• Available data
========================
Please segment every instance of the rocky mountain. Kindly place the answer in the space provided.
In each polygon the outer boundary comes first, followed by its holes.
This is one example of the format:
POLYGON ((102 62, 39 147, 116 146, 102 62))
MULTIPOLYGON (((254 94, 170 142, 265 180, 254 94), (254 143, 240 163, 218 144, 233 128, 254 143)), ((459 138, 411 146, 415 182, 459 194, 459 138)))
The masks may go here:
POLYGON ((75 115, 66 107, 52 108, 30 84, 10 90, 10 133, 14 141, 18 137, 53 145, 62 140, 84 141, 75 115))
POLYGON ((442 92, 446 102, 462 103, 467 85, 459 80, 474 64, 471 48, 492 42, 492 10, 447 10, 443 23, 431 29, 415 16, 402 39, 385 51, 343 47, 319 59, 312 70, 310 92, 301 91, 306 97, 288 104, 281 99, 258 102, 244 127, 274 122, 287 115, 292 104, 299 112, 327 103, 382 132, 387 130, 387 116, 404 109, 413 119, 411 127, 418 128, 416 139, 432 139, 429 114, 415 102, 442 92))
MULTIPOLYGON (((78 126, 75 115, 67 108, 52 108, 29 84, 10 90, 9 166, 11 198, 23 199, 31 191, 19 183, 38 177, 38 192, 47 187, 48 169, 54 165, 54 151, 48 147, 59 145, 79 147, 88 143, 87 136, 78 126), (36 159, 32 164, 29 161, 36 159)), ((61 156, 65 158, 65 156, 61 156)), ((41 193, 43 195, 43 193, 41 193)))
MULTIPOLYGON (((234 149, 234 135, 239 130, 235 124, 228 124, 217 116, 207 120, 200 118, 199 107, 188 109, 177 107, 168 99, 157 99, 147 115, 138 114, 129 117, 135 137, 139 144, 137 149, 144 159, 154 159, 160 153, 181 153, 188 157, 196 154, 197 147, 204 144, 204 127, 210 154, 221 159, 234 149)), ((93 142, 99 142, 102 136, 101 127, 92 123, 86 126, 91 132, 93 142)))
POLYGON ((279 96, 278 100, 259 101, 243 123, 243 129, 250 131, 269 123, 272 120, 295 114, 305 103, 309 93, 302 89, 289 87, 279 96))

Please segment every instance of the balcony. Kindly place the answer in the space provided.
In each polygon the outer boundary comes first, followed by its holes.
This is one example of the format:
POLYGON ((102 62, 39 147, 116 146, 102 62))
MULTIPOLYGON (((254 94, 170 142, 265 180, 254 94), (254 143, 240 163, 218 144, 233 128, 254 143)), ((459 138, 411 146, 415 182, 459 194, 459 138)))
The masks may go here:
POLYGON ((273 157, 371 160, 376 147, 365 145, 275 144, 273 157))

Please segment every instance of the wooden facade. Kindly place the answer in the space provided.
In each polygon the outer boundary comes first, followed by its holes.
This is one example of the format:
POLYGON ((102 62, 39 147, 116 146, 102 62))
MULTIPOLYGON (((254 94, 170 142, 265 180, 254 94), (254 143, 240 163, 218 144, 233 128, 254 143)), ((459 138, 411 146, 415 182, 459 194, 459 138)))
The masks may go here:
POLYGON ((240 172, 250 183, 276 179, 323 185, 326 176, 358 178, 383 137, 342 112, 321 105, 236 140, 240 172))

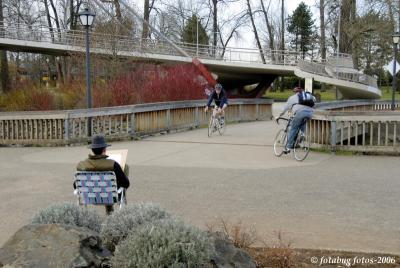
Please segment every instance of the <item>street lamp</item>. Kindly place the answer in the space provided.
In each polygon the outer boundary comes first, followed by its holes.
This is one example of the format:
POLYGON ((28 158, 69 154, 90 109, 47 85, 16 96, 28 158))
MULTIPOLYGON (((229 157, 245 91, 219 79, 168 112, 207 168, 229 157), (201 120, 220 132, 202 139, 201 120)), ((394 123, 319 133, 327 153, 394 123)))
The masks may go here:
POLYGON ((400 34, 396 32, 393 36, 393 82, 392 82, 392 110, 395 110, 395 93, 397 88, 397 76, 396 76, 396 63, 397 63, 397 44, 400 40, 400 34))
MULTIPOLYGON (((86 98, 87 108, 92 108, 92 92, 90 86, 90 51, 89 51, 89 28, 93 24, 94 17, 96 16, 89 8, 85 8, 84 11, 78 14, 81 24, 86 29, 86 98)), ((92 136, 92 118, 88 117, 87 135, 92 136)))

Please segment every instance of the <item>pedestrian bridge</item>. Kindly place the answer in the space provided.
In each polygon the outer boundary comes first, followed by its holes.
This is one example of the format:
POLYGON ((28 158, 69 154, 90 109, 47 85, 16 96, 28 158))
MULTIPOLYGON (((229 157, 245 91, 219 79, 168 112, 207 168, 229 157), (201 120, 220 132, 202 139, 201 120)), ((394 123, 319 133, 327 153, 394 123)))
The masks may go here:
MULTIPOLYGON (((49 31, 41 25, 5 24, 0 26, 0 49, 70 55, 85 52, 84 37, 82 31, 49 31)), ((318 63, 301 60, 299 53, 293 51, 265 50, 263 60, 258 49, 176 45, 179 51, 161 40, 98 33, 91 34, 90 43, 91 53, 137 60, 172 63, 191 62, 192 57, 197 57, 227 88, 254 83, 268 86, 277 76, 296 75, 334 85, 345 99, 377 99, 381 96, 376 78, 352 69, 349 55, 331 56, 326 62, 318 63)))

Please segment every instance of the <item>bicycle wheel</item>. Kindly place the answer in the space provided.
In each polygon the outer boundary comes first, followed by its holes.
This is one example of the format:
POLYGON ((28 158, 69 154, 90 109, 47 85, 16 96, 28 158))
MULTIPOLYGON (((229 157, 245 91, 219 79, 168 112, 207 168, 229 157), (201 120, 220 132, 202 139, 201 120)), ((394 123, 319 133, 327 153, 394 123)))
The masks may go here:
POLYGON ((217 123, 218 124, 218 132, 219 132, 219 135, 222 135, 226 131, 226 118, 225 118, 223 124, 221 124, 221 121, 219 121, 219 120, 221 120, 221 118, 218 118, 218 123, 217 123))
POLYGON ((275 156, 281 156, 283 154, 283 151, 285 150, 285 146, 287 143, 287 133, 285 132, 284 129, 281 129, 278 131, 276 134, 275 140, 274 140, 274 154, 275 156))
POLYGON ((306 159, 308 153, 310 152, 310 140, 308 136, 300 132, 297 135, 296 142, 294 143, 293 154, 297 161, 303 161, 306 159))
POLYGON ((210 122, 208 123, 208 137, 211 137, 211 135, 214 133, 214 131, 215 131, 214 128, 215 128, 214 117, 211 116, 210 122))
========================
• Directions
Copy out all the records exactly, excluding pictures.

• Answer below
Please segment every instance of the rocky mountain. Kindly place the answer in the space provided.
In each polygon the outer boundary comes first, followed by its holes.
This is one example of the format:
POLYGON ((102 62, 39 147, 116 146, 102 62))
MULTIPOLYGON (((254 94, 170 142, 265 180, 254 94), (254 143, 240 163, 218 144, 233 128, 254 143)), ((459 138, 411 146, 415 182, 459 194, 459 138)))
The masks may go here:
POLYGON ((75 115, 66 107, 52 108, 30 84, 10 90, 10 133, 14 141, 18 137, 53 145, 62 140, 84 141, 75 115))
POLYGON ((442 92, 446 102, 462 103, 467 85, 459 80, 474 64, 471 48, 492 42, 492 10, 447 10, 443 23, 431 29, 415 16, 402 39, 385 51, 343 47, 319 59, 312 70, 310 92, 301 91, 306 97, 288 104, 281 99, 258 102, 244 127, 274 122, 287 115, 292 104, 299 112, 327 103, 382 132, 387 130, 387 116, 404 109, 413 119, 411 127, 418 128, 416 139, 432 139, 429 114, 415 102, 442 92))
MULTIPOLYGON (((78 126, 75 115, 67 108, 52 108, 29 84, 10 90, 9 166, 11 198, 23 199, 31 191, 19 183, 38 177, 38 192, 47 187, 48 169, 54 165, 54 151, 48 147, 59 145, 79 147, 88 143, 87 136, 78 126), (36 159, 32 164, 29 161, 36 159)), ((61 156, 65 158, 65 156, 61 156)), ((41 193, 43 195, 43 193, 41 193)))
MULTIPOLYGON (((234 149, 234 135, 239 130, 235 124, 228 124, 217 116, 207 120, 200 118, 199 107, 188 109, 177 107, 168 99, 157 99, 147 115, 138 114, 129 117, 135 137, 139 144, 137 149, 144 159, 154 159, 160 153, 181 153, 188 157, 196 154, 197 147, 204 144, 204 127, 210 154, 221 159, 234 149)), ((93 142, 99 142, 102 136, 101 127, 92 123, 86 126, 91 132, 93 142)))
POLYGON ((279 96, 278 100, 259 101, 243 123, 243 129, 250 131, 269 123, 272 120, 295 114, 305 103, 309 93, 302 89, 289 87, 279 96))

Please segment every instance of the balcony. Kindly place the answer in the space provided.
In each polygon the outer boundary comes first, followed by its holes.
This is one example of the format:
POLYGON ((102 62, 39 147, 116 146, 102 62))
MULTIPOLYGON (((254 94, 170 142, 265 180, 254 94), (254 143, 240 163, 218 144, 233 128, 254 143)), ((459 138, 411 146, 415 182, 459 194, 459 138)))
The masks may go here:
POLYGON ((273 157, 371 160, 376 147, 365 145, 275 144, 273 157))

Please segment every instance of the wooden facade. Kindly place the answer in the space provided.
In each polygon the outer boundary comes first, followed by its holes.
This is one example of the format:
POLYGON ((102 62, 39 147, 116 146, 102 62))
MULTIPOLYGON (((254 94, 170 142, 265 180, 254 94), (254 143, 240 163, 218 144, 233 128, 254 143)), ((459 138, 411 146, 415 182, 459 194, 459 138)))
The masks may go here:
POLYGON ((240 172, 250 183, 276 179, 323 185, 326 176, 358 178, 383 137, 342 112, 321 105, 236 140, 240 172))

Please segment every instance of the <item>street lamp</item>. Kindly place the answer in the space provided.
In each polygon the outer boundary comes first, followed by its holes.
This is one example of the format:
POLYGON ((28 158, 69 154, 90 109, 47 85, 16 96, 28 158))
MULTIPOLYGON (((229 157, 245 91, 219 79, 168 112, 207 168, 229 157), (201 120, 220 132, 202 139, 201 120)), ((394 123, 319 133, 327 153, 394 123)))
The masks may go here:
POLYGON ((400 34, 396 32, 393 36, 393 82, 392 82, 392 110, 395 110, 395 93, 397 88, 397 76, 396 76, 396 63, 397 63, 397 44, 400 40, 400 34))
MULTIPOLYGON (((86 98, 87 108, 92 108, 92 92, 90 86, 90 51, 89 51, 89 28, 93 24, 94 17, 96 16, 89 8, 85 8, 84 11, 78 14, 81 24, 86 29, 86 98)), ((92 136, 92 118, 88 117, 87 135, 92 136)))

Please segment every instance of the <item>pedestrian bridge</item>. Kindly place the answer in the space provided.
In each polygon the outer boundary comes first, followed by its holes.
This is one example of the format:
POLYGON ((28 158, 69 154, 90 109, 47 85, 16 96, 28 158))
MULTIPOLYGON (((229 157, 245 91, 219 79, 168 112, 207 168, 229 157), (201 120, 220 132, 202 139, 201 120)), ((394 123, 319 133, 327 153, 394 123)))
The masks may go here:
MULTIPOLYGON (((49 31, 41 25, 5 24, 0 26, 0 49, 70 55, 85 52, 84 37, 82 31, 49 31)), ((318 63, 301 60, 299 53, 293 51, 265 50, 263 60, 258 49, 176 45, 179 51, 161 40, 98 33, 91 34, 90 43, 91 53, 137 60, 172 63, 191 62, 192 57, 197 57, 227 88, 254 83, 268 86, 277 76, 296 75, 334 85, 345 99, 377 99, 381 96, 376 78, 352 69, 349 55, 331 56, 326 62, 318 63)))

Please segment every instance of the <item>bicycle wheel</item>. Kindly place the answer in the space provided.
In each polygon the outer boundary comes first, followed by its holes.
This is one example of the format:
POLYGON ((28 158, 69 154, 90 109, 47 85, 16 96, 28 158))
MULTIPOLYGON (((229 157, 245 91, 219 79, 168 112, 207 168, 229 157), (201 120, 220 132, 202 139, 201 120)), ((394 123, 319 133, 327 153, 394 123)))
The masks may go here:
POLYGON ((217 123, 218 124, 218 132, 219 132, 219 135, 222 135, 226 131, 226 118, 225 118, 223 124, 221 124, 221 121, 219 121, 219 120, 221 120, 221 118, 218 118, 218 123, 217 123))
POLYGON ((275 156, 281 156, 283 154, 283 151, 285 150, 285 146, 287 143, 287 133, 285 132, 284 129, 281 129, 278 131, 276 134, 275 140, 274 140, 274 154, 275 156))
POLYGON ((306 159, 308 153, 310 152, 310 140, 308 136, 300 132, 297 135, 296 142, 294 143, 293 154, 297 161, 303 161, 306 159))
POLYGON ((210 122, 208 123, 208 137, 211 137, 211 135, 214 133, 214 131, 215 131, 214 128, 215 128, 214 117, 211 116, 210 122))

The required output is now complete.